Exercise data:

┏━━

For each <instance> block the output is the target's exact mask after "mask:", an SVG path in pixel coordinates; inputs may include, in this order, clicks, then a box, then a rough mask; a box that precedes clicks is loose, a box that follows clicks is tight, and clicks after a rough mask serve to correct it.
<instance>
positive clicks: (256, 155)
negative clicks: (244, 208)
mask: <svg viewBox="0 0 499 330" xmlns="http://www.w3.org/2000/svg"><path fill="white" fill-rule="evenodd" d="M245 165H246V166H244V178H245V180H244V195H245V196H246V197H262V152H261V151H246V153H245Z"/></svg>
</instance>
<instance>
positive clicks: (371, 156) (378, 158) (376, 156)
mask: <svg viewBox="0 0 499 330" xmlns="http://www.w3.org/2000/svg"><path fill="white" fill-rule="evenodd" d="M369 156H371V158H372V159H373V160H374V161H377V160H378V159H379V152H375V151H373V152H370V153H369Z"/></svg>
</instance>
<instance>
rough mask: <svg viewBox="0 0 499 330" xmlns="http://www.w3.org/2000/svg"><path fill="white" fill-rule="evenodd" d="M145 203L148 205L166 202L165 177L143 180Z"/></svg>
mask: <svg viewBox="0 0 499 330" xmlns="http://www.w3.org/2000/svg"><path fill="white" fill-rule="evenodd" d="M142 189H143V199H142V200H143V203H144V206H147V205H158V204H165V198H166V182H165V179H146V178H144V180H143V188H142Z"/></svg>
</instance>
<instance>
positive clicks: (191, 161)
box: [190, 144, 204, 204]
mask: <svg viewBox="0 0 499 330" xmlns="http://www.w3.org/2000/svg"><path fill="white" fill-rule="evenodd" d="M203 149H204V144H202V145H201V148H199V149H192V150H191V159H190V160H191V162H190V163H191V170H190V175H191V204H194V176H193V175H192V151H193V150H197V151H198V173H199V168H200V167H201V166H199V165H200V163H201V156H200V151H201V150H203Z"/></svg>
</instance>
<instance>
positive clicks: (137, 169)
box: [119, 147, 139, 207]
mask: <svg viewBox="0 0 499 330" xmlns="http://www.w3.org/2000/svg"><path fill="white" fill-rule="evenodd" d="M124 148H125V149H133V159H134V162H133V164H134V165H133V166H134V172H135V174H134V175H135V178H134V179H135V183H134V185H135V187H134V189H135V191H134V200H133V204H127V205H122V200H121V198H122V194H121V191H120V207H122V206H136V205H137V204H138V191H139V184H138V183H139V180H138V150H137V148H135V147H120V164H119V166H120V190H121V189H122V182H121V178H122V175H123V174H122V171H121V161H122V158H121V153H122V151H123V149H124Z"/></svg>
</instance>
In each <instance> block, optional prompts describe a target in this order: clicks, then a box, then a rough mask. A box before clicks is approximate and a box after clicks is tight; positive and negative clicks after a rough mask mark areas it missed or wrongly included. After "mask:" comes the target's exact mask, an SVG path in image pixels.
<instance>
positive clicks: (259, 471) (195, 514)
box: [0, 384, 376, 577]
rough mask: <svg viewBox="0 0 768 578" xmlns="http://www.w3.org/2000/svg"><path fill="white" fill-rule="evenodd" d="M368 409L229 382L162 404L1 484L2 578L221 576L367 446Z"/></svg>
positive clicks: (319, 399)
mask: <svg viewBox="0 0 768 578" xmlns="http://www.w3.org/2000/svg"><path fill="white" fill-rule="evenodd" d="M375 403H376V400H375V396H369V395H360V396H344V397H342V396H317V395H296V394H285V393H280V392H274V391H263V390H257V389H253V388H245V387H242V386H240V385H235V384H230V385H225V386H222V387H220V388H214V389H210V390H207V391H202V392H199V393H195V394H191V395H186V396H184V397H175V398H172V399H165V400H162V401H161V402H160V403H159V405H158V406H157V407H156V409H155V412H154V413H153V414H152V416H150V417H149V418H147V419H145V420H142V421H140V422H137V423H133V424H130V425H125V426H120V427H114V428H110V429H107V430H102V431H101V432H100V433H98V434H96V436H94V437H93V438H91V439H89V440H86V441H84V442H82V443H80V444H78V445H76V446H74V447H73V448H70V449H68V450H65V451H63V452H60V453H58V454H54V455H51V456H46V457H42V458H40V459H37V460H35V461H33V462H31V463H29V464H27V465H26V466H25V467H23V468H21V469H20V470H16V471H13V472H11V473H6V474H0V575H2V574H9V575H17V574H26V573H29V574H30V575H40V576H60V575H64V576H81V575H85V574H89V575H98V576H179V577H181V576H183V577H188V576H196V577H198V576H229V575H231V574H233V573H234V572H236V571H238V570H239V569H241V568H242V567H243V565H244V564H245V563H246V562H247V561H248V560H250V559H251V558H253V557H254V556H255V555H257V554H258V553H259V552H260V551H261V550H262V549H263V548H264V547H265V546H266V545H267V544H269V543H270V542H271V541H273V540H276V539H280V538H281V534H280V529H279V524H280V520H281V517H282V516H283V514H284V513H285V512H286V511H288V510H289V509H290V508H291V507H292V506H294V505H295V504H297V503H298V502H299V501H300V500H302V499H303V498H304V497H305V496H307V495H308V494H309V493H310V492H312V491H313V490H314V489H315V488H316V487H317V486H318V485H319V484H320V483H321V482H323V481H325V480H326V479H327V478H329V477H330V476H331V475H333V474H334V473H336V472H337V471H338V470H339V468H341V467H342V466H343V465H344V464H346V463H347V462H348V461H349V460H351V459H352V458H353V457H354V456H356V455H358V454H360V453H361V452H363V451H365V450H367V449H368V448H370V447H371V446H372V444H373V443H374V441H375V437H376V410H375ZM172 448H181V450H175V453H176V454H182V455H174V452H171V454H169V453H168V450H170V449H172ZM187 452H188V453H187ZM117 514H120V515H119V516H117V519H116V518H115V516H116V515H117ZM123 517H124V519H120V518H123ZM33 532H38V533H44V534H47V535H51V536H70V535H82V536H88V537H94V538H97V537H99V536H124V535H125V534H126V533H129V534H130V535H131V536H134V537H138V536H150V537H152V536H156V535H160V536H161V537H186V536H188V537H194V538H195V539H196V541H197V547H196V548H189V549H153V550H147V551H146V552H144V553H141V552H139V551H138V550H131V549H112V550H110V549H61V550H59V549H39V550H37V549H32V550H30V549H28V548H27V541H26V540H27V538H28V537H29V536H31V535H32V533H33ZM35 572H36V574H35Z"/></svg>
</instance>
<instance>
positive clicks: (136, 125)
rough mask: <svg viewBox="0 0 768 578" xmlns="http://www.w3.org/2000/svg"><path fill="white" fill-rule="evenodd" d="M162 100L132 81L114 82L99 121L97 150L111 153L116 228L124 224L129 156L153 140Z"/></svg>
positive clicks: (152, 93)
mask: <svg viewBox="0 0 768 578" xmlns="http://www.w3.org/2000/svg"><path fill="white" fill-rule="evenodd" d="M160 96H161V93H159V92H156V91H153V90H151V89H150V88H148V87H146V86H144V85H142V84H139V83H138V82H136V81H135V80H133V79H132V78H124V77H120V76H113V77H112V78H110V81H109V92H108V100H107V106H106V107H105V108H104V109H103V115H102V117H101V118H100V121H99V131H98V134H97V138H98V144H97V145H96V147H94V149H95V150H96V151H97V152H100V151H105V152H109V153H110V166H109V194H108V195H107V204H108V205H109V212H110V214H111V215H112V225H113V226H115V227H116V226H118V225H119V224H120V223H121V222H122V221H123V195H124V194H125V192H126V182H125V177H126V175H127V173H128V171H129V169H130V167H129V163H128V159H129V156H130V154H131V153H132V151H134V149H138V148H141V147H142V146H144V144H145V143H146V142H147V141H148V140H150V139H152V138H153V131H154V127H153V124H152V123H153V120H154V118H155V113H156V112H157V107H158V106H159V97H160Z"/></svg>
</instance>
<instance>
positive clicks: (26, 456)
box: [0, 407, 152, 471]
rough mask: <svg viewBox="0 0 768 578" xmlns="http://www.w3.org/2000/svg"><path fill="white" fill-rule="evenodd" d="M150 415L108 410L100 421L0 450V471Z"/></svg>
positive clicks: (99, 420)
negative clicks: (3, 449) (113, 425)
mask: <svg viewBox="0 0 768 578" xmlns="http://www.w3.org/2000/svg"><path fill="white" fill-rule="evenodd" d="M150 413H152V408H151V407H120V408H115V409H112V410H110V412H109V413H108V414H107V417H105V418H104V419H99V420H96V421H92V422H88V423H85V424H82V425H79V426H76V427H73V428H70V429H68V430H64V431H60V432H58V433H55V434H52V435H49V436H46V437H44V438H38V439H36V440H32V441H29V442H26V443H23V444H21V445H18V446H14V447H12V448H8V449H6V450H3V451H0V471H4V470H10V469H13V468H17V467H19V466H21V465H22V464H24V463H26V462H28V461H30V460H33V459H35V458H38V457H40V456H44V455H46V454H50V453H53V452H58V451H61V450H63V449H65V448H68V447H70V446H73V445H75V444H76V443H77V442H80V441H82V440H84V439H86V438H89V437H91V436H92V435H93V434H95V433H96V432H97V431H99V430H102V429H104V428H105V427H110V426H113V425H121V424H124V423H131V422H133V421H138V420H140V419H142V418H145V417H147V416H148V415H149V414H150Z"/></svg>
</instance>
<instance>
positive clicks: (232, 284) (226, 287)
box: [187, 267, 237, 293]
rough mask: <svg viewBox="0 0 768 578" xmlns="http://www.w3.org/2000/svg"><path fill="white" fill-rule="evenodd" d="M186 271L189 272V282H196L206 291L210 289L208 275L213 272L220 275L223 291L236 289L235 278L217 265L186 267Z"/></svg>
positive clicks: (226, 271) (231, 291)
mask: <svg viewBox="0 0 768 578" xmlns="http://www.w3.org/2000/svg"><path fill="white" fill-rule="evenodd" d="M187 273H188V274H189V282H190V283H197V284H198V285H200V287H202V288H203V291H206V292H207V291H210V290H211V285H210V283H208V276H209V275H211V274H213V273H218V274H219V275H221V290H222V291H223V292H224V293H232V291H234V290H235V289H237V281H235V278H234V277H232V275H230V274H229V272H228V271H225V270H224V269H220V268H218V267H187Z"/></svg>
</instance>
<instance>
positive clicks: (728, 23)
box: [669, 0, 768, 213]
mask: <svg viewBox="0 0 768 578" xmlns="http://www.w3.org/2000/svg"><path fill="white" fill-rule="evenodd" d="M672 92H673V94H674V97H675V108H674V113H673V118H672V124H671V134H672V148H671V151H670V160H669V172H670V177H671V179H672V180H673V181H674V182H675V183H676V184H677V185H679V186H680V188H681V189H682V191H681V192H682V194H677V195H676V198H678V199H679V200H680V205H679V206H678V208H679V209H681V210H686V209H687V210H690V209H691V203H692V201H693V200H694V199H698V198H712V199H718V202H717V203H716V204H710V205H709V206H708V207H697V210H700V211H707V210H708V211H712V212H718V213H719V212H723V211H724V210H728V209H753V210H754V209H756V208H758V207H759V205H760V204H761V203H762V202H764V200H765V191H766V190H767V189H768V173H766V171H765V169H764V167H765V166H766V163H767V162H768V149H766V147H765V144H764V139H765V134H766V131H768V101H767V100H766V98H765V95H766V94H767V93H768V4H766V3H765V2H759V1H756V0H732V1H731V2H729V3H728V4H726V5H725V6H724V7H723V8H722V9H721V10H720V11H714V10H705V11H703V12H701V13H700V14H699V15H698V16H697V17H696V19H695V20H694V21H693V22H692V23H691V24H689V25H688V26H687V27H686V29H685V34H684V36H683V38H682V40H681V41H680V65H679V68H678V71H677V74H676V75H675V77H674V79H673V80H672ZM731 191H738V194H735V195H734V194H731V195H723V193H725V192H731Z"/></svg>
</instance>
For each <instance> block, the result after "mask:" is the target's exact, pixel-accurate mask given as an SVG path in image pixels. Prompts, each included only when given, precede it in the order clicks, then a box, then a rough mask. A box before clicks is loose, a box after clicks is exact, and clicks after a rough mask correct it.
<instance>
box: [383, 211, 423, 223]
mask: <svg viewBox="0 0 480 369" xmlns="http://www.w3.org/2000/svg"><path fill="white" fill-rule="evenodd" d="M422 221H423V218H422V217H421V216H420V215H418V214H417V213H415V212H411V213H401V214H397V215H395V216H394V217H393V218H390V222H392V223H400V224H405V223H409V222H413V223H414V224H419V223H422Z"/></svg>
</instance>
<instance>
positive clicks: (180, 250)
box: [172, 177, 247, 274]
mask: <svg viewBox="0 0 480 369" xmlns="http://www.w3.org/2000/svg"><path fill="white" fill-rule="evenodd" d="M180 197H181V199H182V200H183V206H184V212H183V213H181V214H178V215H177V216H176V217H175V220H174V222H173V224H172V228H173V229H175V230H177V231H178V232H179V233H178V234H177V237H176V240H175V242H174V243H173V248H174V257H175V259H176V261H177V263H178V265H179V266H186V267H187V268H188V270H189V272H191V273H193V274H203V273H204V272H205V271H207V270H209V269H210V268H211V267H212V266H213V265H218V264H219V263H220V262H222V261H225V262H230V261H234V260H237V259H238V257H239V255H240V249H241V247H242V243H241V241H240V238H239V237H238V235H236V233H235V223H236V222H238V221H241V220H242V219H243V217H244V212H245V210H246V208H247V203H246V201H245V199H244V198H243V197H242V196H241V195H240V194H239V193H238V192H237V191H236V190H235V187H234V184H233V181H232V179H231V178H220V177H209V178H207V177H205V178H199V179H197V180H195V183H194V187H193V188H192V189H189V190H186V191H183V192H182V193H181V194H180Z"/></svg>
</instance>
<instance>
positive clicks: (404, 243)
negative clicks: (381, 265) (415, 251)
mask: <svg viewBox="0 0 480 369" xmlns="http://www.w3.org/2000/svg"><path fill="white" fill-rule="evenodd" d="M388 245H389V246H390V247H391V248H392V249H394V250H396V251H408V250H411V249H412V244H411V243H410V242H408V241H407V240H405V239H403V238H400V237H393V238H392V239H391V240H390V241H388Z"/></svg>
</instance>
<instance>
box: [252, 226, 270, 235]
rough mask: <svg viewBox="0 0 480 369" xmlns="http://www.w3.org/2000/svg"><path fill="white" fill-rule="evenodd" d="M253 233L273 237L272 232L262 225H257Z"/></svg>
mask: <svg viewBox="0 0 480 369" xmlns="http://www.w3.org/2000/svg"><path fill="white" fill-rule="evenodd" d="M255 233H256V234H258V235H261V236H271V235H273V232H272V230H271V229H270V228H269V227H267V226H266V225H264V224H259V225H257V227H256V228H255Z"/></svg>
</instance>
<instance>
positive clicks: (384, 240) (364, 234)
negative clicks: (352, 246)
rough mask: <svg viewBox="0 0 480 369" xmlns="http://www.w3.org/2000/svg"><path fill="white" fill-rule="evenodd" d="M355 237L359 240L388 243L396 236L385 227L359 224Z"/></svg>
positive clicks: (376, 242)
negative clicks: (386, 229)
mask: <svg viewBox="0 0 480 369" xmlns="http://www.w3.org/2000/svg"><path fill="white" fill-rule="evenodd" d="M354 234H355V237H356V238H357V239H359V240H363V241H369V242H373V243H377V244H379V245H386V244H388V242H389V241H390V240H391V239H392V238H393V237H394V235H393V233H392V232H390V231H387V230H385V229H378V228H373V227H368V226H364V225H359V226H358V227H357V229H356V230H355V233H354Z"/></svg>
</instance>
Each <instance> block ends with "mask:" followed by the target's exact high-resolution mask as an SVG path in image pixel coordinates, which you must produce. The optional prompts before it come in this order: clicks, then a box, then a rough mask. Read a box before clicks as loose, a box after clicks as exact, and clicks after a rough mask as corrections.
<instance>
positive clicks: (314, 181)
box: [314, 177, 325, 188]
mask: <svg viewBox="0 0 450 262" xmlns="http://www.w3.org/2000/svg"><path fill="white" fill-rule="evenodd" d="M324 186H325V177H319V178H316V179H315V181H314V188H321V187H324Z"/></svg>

┗━━

Work to complete: Could you replace "positive clicks" with "foreground clicks" in the lines starting at the first one and ending at the line with "negative clicks: (244, 208)", and give those lines again with everything else unchanged?

Output:
For each <instance> block the output is the target's exact mask after "mask:", an SVG path in pixel coordinates; inputs may include, in this order, clicks, then a box, then a rough mask; a box that precedes clicks is loose, a box that follows clicks is tight, and clicks after a rough mask serve to correct it.
<instance>
foreground clicks: (256, 155)
negative clicks: (244, 208)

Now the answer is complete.